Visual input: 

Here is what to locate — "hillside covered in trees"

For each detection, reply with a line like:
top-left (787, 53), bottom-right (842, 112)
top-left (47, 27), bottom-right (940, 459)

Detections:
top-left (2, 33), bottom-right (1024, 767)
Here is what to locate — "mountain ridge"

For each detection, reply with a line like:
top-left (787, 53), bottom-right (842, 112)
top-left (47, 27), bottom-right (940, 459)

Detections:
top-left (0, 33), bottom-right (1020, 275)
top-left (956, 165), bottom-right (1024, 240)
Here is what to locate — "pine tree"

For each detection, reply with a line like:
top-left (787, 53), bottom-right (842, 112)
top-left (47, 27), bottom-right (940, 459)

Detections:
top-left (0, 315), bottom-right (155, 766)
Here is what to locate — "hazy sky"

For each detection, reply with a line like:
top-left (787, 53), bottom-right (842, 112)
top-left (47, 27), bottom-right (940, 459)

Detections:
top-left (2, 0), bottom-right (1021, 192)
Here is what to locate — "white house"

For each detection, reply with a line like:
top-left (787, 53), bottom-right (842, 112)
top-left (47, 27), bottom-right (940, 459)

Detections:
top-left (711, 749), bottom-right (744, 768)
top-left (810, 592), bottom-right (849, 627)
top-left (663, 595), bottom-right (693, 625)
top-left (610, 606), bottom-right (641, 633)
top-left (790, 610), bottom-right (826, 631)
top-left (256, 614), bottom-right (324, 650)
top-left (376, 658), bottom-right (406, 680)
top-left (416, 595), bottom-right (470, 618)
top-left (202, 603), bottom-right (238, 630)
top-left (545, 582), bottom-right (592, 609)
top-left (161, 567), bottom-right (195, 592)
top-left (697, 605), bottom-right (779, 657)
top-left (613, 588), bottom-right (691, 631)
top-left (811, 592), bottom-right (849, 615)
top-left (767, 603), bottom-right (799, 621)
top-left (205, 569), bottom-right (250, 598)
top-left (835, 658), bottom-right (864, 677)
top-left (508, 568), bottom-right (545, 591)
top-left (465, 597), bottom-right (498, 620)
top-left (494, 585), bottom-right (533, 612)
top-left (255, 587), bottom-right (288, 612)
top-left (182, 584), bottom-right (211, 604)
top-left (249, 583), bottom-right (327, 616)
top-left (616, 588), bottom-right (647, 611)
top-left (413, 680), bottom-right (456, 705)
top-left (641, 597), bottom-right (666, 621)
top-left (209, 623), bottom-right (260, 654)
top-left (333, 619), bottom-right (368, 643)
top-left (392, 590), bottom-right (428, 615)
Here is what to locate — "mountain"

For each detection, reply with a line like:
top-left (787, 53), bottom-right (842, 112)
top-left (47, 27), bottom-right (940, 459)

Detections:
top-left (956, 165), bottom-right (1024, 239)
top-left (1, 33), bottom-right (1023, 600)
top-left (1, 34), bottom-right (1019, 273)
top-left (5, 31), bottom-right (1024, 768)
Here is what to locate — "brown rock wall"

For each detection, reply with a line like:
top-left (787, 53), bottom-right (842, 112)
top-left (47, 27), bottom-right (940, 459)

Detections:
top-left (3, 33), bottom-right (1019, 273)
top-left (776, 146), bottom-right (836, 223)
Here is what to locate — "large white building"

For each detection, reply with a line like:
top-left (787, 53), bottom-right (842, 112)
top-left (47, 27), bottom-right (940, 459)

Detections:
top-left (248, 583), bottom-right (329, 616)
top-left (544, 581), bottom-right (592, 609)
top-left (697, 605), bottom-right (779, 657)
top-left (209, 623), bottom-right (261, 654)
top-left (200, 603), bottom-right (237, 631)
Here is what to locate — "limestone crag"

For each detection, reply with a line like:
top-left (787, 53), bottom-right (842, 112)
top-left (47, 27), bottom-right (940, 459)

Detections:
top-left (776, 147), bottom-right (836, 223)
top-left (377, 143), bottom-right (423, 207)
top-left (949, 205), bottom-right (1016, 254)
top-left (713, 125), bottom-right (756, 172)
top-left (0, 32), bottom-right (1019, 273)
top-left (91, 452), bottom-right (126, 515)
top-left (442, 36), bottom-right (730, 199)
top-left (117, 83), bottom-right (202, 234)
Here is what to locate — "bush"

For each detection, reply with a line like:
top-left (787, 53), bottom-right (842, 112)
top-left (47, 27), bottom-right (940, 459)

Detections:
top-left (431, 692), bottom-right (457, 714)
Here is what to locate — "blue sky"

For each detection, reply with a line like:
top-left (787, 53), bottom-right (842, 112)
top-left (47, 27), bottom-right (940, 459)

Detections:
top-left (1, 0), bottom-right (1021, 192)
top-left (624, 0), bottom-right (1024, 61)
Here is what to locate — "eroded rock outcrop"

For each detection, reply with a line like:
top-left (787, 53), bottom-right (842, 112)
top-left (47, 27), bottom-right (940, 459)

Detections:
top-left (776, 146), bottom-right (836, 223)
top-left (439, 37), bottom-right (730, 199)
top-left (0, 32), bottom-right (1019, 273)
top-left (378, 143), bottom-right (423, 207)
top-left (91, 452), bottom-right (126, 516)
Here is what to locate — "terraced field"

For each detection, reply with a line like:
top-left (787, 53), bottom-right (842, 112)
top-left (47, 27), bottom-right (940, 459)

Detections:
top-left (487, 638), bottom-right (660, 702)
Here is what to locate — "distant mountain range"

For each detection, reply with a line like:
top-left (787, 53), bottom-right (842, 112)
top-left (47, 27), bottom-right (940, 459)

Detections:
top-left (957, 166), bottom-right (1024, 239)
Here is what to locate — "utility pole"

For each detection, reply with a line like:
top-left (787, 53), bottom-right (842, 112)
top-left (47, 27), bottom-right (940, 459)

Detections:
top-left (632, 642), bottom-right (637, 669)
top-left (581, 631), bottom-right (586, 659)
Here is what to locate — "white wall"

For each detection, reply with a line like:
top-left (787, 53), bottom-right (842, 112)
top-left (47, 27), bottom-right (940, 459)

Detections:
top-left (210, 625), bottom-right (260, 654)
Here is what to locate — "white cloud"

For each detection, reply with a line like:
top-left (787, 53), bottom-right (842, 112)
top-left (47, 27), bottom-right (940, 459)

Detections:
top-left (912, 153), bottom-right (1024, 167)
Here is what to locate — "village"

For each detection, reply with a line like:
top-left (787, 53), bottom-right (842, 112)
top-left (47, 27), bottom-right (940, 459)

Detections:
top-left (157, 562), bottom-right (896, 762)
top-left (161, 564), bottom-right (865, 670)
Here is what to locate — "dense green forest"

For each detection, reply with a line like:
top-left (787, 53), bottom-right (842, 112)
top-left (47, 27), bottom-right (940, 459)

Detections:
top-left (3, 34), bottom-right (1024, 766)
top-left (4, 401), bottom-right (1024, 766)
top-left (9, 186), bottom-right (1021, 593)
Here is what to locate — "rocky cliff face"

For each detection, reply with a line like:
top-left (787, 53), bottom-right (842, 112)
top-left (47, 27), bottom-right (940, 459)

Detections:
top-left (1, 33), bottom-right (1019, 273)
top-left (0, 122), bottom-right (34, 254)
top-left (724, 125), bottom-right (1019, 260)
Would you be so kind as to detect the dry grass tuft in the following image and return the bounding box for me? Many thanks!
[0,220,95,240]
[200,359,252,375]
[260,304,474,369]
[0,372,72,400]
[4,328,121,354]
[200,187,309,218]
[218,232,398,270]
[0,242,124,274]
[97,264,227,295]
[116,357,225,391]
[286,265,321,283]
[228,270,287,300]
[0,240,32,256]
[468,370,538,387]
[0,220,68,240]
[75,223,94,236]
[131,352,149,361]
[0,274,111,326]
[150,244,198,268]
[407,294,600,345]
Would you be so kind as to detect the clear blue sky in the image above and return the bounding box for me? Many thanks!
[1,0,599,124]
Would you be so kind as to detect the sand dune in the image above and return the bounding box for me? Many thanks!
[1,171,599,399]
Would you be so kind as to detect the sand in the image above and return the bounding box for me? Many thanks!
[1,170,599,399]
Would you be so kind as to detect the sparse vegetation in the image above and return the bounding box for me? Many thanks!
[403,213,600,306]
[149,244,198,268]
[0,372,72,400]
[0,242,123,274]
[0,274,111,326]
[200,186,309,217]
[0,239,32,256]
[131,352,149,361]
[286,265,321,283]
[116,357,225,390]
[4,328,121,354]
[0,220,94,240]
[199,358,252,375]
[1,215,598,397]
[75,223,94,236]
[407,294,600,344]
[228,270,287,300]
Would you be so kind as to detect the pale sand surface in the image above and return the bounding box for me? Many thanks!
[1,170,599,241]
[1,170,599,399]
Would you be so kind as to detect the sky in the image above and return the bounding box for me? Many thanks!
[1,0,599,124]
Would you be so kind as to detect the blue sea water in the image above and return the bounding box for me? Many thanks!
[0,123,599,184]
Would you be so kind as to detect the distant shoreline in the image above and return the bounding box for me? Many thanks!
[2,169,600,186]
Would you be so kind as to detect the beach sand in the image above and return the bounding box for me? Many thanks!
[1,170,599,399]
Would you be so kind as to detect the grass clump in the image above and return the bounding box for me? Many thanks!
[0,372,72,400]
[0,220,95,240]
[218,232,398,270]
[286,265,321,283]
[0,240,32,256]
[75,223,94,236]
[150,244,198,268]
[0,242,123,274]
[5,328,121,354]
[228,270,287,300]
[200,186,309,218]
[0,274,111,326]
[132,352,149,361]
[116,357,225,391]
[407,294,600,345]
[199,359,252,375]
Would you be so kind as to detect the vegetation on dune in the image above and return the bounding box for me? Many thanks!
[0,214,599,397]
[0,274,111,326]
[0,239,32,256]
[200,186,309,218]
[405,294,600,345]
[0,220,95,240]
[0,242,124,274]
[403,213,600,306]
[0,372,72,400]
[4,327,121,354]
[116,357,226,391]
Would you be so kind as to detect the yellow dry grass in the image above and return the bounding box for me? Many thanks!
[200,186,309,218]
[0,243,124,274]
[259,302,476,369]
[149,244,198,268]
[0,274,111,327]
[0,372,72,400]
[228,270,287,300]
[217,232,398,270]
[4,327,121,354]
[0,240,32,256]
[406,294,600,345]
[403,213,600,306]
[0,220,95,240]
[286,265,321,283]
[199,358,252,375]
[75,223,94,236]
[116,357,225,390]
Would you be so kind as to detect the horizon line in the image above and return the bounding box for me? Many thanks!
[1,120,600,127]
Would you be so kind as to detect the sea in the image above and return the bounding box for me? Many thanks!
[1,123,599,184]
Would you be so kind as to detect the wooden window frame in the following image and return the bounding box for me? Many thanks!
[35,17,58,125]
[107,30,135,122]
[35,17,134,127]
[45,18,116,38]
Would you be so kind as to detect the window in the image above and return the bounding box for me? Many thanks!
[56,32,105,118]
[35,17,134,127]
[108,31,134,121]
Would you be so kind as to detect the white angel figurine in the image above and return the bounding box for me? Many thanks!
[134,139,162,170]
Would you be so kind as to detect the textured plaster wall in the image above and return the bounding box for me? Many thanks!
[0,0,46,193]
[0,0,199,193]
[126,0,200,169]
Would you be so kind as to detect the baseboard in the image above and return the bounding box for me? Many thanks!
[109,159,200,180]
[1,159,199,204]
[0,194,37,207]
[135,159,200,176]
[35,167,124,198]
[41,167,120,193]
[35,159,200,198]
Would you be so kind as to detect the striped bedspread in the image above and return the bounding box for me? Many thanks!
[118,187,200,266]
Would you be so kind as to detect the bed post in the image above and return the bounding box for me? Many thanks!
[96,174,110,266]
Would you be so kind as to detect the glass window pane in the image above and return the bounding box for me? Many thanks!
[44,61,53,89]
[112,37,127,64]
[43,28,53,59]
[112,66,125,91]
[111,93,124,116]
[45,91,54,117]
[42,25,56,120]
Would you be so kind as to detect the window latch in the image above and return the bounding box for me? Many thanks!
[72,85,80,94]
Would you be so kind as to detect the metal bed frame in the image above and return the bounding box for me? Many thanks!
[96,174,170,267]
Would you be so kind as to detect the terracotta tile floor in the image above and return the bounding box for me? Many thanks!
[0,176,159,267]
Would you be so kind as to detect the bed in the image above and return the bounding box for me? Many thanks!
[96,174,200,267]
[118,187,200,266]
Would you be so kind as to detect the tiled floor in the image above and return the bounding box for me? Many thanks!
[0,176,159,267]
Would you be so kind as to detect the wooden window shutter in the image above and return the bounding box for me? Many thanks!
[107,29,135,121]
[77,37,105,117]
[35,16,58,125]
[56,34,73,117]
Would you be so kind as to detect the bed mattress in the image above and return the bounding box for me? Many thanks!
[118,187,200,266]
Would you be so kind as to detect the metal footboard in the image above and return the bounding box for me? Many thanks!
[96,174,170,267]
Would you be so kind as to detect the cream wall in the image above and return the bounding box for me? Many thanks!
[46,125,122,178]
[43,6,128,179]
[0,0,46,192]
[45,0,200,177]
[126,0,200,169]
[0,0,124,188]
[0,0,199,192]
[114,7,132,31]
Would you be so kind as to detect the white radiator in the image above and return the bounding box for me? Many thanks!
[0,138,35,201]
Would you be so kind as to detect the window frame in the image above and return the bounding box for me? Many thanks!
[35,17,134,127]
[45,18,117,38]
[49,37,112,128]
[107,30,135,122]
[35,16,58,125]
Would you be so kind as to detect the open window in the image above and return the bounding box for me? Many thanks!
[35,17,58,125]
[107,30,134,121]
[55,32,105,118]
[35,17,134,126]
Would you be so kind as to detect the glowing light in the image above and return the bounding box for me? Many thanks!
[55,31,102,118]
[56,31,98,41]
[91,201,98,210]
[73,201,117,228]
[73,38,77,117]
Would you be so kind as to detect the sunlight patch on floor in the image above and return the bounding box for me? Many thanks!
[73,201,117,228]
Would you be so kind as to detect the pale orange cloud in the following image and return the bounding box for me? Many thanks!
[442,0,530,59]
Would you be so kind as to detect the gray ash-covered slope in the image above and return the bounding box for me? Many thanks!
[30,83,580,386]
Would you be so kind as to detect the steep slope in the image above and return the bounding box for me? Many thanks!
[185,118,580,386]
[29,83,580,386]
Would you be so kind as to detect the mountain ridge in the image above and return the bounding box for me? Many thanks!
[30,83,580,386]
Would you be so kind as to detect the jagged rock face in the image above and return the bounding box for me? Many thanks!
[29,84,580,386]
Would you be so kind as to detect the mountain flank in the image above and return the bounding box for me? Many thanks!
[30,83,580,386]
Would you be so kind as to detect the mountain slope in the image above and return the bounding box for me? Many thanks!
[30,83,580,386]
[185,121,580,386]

=== WORK TASK ===
Exactly and only the lines from the line containing "Would you be so kind as to detect the window frame" through the last line of the entries should be copied, both ends included.

=== SOLUTION FOR THIS EXERCISE ===
Would you be so kind as to detect the window frame in the image above and return the bounding box for me? Many thanks!
[35,17,134,127]
[45,18,117,38]
[49,37,112,128]
[107,30,135,122]
[35,16,58,125]
Would you be so kind as to detect the open window in the image above and return the bounding box for me? Many thanks!
[35,17,58,125]
[107,30,134,121]
[55,32,105,118]
[35,17,134,126]
Would you be so kind as to detect the glowing light in the image above and return the bounding box for me? Many thanks!
[55,31,102,118]
[56,31,98,41]
[91,201,98,210]
[73,201,117,228]
[73,38,77,117]
Would you be so kind as to detect the sunlight patch on floor in the image above and return the bounding box for me? Many thanks!
[73,201,117,228]
Would you be so kind as to detect the pale orange cloud in the following image and return the bounding box for me? Many thanks!
[442,0,530,59]
Would you be so kind as to detect the gray ash-covered slope in the image above and return the bounding box for me? Many thanks!
[30,83,580,386]
Would you be so kind as to detect the steep slope in the image above and return the bounding box for me? Many thanks!
[185,118,580,386]
[29,83,580,386]
Would you be so kind as to detect the mountain ridge in the image above and return the bounding box for me? Many thanks!
[30,83,580,386]
Would you be so kind as to detect the jagged rock face in the image above and return the bounding box for me? Many thanks!
[29,84,580,386]
Would you be so kind as to detect the mountain flank in the image above and return the bounding box for me? Many thanks!
[30,83,580,386]
Would you be so kind as to detect the mountain slope in the image above and return the bounding box for me? Many thanks!
[30,83,580,386]
[185,121,580,386]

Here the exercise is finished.